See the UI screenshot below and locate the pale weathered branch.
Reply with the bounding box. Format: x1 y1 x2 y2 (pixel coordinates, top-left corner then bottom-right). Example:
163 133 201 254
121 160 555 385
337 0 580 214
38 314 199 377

----

#### [Work instruction]
Restate word for word each line of the data from the one with "Reply with the" to the last, keeping both ends.

#### [Result for this exercise]
Reply with the bounding box. Format: x1 y1 x2 y2 (pixel coordinates, top-left corner then bottom-right). Example:
163 133 201 254
121 160 555 385
337 0 580 214
38 314 199 377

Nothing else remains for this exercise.